The film has some terrific musical numbers, which don’t pummel the audience over the head with fast cuts and incessant noise as they do in Baz Luhrmann’s Moulin Rouge (2001).  The film focuses on a love story between teen heartthrob Vlad (Daniel Letterle), frumpy Ellen (Joanna Chilcoat) and gay Michael (Robin De Jesus), who are at Camp Ovation for different reasons, but who share their anxieties and problems with each other.  Although these potentially clichéd characters are well handled, it’s a shame that many of the other interesting youngsters that we’re introduced to earlier in the film get so little screen time in comparison.  These include Dee (Sasha Allen), who’s the focus of an excellent opening musical number, and an overzealous sports counsellor, who vainly tries to get one of the kids interested in sport.
○ ○ ○ ○
* Tasks for this exercise
a: Reproduce the passage of the film review starting with "The film has" and going on through "interested in sport.".
b: Take the film review further, picking up after its last sentence.
○ ○ ○ ○
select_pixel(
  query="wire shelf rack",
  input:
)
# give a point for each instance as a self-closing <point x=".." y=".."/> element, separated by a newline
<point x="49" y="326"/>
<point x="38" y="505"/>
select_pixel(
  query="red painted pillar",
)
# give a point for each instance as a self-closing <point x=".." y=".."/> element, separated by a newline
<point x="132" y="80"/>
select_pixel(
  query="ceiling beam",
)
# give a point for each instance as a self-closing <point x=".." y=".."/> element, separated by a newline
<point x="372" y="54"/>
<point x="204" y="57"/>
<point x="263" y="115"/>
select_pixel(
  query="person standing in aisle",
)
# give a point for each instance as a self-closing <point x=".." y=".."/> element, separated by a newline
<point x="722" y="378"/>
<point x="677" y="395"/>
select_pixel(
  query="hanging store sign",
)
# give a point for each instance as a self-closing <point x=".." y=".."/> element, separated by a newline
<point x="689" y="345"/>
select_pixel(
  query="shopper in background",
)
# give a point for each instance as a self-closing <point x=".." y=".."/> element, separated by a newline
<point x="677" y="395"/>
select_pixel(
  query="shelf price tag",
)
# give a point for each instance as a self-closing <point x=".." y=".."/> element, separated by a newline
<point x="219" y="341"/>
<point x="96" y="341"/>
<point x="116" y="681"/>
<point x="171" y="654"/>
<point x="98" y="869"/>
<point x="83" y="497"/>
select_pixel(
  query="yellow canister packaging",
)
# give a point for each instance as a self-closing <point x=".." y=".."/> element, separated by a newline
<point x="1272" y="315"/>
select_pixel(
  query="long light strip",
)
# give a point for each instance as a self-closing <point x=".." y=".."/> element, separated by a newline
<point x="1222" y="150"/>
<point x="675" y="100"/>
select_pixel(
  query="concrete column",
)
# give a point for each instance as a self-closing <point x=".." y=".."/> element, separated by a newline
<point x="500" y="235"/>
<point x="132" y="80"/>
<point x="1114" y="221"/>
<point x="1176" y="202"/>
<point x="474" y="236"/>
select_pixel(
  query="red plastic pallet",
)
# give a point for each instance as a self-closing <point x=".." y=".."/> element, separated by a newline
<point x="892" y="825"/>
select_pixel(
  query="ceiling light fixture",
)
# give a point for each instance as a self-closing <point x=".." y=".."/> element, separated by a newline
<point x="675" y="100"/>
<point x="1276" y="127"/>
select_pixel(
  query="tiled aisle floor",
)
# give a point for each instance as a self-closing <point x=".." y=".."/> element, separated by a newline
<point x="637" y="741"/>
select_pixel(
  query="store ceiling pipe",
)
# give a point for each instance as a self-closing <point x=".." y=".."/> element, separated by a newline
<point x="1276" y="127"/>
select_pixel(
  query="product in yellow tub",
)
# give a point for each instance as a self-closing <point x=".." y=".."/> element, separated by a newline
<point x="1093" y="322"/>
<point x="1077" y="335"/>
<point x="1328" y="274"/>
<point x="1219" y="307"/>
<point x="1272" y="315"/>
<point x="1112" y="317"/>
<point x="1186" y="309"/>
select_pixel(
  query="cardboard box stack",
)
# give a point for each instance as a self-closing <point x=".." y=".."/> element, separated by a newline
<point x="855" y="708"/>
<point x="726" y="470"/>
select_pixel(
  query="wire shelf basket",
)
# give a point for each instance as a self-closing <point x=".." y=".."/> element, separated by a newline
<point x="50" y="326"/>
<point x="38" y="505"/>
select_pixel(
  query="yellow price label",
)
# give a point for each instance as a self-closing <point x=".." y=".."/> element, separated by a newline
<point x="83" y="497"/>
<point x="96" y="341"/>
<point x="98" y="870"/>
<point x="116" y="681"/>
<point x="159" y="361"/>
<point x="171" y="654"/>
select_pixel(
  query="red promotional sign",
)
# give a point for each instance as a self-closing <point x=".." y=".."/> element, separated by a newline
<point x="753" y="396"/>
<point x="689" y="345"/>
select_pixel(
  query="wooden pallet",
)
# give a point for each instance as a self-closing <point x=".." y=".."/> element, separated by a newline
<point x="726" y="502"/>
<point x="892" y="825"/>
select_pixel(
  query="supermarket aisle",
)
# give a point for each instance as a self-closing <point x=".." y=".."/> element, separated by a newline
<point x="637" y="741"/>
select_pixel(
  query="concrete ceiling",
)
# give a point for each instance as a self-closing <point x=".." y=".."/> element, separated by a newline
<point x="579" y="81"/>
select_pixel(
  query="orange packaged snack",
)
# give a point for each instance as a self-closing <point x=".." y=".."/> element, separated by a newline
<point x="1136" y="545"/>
○ ○ ○ ○
* Answers in order
a:
The film has some terrific musical numbers, which don’t pummel the audience over the head with fast cuts and incessant noise as they do in Baz Luhrmann’s Moulin Rouge (2001).  The film focuses on a love story between teen heartthrob Vlad (Daniel Letterle), frumpy Ellen (Joanna Chilcoat) and gay Michael (Robin De Jesus), who are at Camp Ovation for different reasons, but who share their anxieties and problems with each other.  Although these potentially clichéd characters are well handled, it’s a shame that many of the other interesting youngsters that we’re introduced to earlier in the film get so little screen time in comparison.  These include Dee (Sasha Allen), who’s the focus of an excellent opening musical number, and an overzealous sports counsellor, who vainly tries to get one of the kids interested in sport.

b:
Camp resists the temptation to indulge in ‘camp’ for easy laughs, with the musical numbers and characters treated with sincerity, and glib irony kept at bay.  The entire cast invest what could be stock characters (the jock, the ugly duckling, the gay best friend, the bitchy girl, etc.) with real emotions and believable personalities.  Even a subplot about a failed songwriter - who wallows in self-pity at his failed career and then makes a bid to redeem himself - manages to be convincing. Camp has been marketed and reviewed as a teenage Fame (1980), but unlike the protagonists of Alan Parker’s film, these are younger kids who have to face up to more humdrum problems in a summer camp, and not potential stars training at a prestigious fame academy.  This film is less about being famous, and more about growing up and ‘finding your voice.’  This makes Camp sound corny, manipulative and over sentimental, when in fact it’s affecting, engaging and often very funny.